**TASK:** Output every line of the records below as a JSON list of strings, one string per line, with blank lines omitted. Leave the pictures out of the answer.

**SUPPLIED RECORDS:**
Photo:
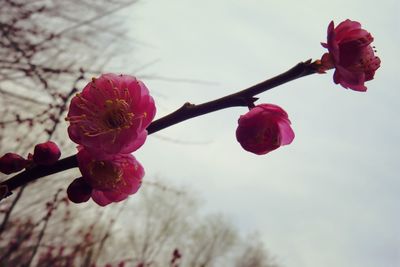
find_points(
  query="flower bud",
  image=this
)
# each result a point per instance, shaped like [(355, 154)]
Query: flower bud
[(263, 129), (79, 191), (46, 153)]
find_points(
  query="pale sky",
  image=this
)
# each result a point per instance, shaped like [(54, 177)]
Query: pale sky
[(330, 198)]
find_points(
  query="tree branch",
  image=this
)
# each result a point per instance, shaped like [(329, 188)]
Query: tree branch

**EXERCISE RESULT:**
[
  "Photo:",
  "find_points(",
  "  query=\"flower bud\",",
  "  image=this",
  ")",
  "# each result a point per instance, shaped like [(355, 154)]",
  "Query: flower bud",
  "[(263, 129), (79, 191), (46, 153)]",
  "find_points(",
  "  query=\"pale sky\",",
  "  image=this",
  ")",
  "# each result a point per instance, shaped like [(54, 177)]",
  "Query: pale sky",
  "[(330, 198)]",
  "find_points(",
  "  query=\"tree branch\",",
  "  image=this",
  ")",
  "# each result a point per instance, shaped like [(329, 188)]",
  "Query: tree branch"
]